• _YOUR TASK_
Search the records below for the word "fluffy". Pull out each line that has it.

>>

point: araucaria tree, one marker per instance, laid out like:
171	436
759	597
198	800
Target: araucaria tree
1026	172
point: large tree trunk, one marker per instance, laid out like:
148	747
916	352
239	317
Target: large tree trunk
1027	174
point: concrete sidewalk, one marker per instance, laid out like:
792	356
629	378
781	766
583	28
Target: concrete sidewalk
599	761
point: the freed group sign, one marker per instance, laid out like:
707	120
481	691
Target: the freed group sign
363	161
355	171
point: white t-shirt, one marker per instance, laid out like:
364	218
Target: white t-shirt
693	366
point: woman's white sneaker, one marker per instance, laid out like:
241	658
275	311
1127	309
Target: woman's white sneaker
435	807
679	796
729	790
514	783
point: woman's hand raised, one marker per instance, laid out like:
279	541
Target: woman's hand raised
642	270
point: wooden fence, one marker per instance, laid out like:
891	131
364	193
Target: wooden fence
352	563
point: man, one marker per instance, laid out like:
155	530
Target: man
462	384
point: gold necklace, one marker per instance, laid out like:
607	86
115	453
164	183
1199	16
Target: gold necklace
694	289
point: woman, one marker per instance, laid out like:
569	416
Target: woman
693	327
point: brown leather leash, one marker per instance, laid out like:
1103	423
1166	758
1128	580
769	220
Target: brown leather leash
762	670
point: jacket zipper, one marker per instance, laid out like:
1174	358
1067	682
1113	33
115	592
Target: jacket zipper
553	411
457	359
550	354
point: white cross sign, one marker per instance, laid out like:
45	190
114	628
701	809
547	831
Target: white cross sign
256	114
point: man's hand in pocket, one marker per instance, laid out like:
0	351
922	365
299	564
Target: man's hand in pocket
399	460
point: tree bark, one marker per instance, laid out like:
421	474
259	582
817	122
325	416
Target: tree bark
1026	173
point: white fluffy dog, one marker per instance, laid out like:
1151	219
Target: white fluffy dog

<<

• _YOUR RESPONSE_
point: white fluffy dog, one marker per instance, laid out like:
Target: white fluffy dog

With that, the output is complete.